▶ INSTRUCTIONS TO FOLLOW: Please write the data out once more, exactly as it is given.

*** Begin section ***

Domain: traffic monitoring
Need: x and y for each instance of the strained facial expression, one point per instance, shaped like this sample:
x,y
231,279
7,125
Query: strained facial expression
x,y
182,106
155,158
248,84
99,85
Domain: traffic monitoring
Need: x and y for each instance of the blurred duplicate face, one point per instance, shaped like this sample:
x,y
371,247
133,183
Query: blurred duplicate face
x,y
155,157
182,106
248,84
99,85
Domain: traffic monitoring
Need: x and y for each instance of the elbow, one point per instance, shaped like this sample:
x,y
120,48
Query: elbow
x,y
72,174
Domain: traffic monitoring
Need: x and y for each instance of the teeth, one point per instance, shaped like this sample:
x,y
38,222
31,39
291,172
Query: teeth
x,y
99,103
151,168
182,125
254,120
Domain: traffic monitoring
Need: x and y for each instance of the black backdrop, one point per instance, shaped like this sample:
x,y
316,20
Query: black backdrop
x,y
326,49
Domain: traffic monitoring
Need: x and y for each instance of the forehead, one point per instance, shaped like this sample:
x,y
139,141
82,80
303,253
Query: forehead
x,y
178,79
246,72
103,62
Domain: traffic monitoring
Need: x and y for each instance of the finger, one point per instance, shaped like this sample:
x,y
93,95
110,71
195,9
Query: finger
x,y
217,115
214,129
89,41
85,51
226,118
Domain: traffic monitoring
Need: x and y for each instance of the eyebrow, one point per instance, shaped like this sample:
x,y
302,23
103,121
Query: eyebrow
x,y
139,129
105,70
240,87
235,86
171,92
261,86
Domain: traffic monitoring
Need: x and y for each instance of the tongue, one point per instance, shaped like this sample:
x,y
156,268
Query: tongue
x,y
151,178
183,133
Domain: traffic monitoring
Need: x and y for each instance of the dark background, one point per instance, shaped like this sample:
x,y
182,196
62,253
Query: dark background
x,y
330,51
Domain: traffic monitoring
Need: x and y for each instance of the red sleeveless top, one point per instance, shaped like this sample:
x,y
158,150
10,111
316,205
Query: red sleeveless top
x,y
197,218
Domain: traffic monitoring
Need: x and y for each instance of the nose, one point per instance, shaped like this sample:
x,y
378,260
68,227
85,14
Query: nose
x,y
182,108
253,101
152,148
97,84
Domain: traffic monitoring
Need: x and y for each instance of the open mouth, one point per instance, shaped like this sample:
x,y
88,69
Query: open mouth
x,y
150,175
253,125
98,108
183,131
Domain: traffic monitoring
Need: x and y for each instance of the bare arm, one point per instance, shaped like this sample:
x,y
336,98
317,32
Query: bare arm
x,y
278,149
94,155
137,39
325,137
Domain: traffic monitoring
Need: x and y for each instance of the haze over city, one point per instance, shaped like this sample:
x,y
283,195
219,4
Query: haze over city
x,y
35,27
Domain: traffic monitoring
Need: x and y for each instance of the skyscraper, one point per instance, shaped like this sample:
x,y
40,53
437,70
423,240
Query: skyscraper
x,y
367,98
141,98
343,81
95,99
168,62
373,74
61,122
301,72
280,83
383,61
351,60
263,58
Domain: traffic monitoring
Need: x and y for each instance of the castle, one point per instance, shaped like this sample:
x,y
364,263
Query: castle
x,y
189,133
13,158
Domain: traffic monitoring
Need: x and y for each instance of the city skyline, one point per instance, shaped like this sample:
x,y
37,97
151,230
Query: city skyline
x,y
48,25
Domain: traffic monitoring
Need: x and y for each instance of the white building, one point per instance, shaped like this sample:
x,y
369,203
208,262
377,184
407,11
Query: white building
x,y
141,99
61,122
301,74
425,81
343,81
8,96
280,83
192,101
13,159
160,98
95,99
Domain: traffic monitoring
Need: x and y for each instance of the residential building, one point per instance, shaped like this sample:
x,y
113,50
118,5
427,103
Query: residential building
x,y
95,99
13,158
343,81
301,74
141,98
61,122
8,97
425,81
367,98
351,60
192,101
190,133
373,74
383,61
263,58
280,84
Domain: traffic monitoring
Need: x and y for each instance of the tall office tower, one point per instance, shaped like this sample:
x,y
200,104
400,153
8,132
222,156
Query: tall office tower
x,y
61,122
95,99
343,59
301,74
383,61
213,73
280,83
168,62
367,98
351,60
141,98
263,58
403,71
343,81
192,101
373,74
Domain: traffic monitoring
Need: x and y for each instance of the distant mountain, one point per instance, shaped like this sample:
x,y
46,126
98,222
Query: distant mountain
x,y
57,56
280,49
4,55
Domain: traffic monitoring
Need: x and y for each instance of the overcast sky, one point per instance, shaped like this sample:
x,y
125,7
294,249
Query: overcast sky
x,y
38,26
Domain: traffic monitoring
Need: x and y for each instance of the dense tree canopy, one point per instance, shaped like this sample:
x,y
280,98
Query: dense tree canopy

*** End section ***

▶ ANSWER BOX:
Domain: traffic monitoring
Need: x and y for each instance of the strained facial expression, one point per instance, shaped like this sample:
x,y
231,279
7,125
Query: strained facial expression
x,y
182,106
155,158
248,84
99,85
Domain: traffic monitoring
Need: x and y for each instance of the blurred duplicate face, one point per instance, shaped like this sample:
x,y
371,247
133,183
Query: blurred duplicate face
x,y
155,157
182,106
248,84
99,85
Domain: traffic monitoring
Need: x and y for each instance of the elbow, one point per instance, shaped like this sample:
x,y
120,48
Query: elbow
x,y
72,174
Domain: traffic monitoring
Need: x and y for each instance of the teeth, one point per instance, shaped like this sample:
x,y
38,222
31,39
291,172
Query: teeth
x,y
99,103
151,168
182,125
254,120
Domain: traffic monitoring
Need: x and y for each instance of the black backdrop, one point per instance, shaped like this sample:
x,y
316,20
Query: black backdrop
x,y
326,49
Domain: traffic monitoring
Need: x and y for each instance of the forehead, one point per instance, shaped like this sample:
x,y
139,141
82,80
303,253
Query: forehead
x,y
178,79
246,72
103,62
Domain: traffic monitoring
Need: x and y for each instance of the finger, one point per instance, shaped like this sample:
x,y
93,95
110,71
195,9
Query: finger
x,y
217,115
214,129
89,41
85,51
226,118
Domain: traffic monitoring
Need: x and y for each instance of the eyebrow, one point per instance, shaped like this sample:
x,y
302,23
103,121
Query: eyebrow
x,y
139,129
105,70
240,87
235,86
171,92
261,86
Domain: traffic monitoring
Need: x and y for each instance of the tongue, one point per instance, shaped like this sample:
x,y
156,268
Query: tongue
x,y
151,178
183,133
Domain: traffic monitoring
Need: x and y for each instance of the dark background, one point per instance, shaped like this sample:
x,y
182,196
62,253
Query: dark background
x,y
330,51
Domain: traffic monitoring
Need: x and y for each instance of the red sleeveless top, one point per instance, shaped like this sample:
x,y
158,150
10,111
316,205
Query: red sleeveless top
x,y
197,218
Domain: traffic monitoring
Need: x and y for each instance of the nose, one point per instance, shaped like this sample:
x,y
378,260
68,227
85,14
Query: nose
x,y
182,108
253,101
152,148
97,84
Domain: traffic monitoring
Need: x and y for each instance of the open mouth, one point per instance, shaped like this sample:
x,y
88,69
Query: open mouth
x,y
150,175
253,125
98,108
183,131
Domain: traffic monitoring
Need: x and y for each instance of the bare arm, one point per instance, shaped like this sample:
x,y
336,98
317,32
Query: bare arm
x,y
278,149
94,155
137,39
325,137
Domain: traffic monitoring
Need: x and y for each instance of the haze over city, one point per instance, shaped like this sample:
x,y
283,195
219,4
Query: haze over city
x,y
35,27
Domain: traffic monitoring
Need: x and y for each instance of the skyscraper, one point per instance, shaped like this sample:
x,y
40,53
437,70
423,240
Query: skyscraper
x,y
367,98
141,98
343,81
95,99
168,62
373,74
61,122
301,72
280,83
383,61
351,60
263,58
Domain: traffic monitoring
Need: x and y for each instance of the castle, one point per instance, shaped like this sample:
x,y
364,263
Query: castle
x,y
189,133
13,158
Domain: traffic monitoring
Need: x and y for each instance of the city skyline, one point per instance, shaped like this sample:
x,y
37,97
151,230
Query: city skyline
x,y
48,25
Domain: traffic monitoring
Need: x and y for each instance of the white building, one point per instance, shaped like this sample:
x,y
369,203
208,262
377,184
407,11
Query: white building
x,y
141,99
61,122
301,74
425,81
343,81
8,96
280,83
192,101
13,159
160,98
95,99
Domain: traffic monitoring
Need: x and y for each instance of the residential building, one point per instance, shaped like this sample:
x,y
113,50
118,5
427,103
Query: residential building
x,y
95,99
13,158
343,81
301,74
141,98
61,122
8,97
425,81
367,98
351,60
192,101
190,133
373,74
383,61
263,58
280,84
Domain: traffic monitoring
Need: x and y for each instance of the tall office tower, one point per instance, shaped like this sample:
x,y
200,104
400,153
8,132
222,156
Query: tall office tower
x,y
61,122
95,99
343,59
301,74
383,61
213,73
280,83
168,62
367,98
351,60
141,98
263,58
403,71
343,81
192,101
373,74
Domain: traffic monitoring
Need: x and y for each instance of the distant mountain, one point per instance, shaped like this sample:
x,y
46,126
98,222
Query: distant mountain
x,y
57,56
280,49
4,55
Domain: traffic monitoring
Need: x and y for each instance of the overcast sky, one point per instance, shaped like this sample:
x,y
125,7
294,249
Query: overcast sky
x,y
38,26
Domain: traffic monitoring
Need: x and y for each instance of the dense tree canopy, one point per instance, shaped like this sample:
x,y
280,98
Query: dense tree canopy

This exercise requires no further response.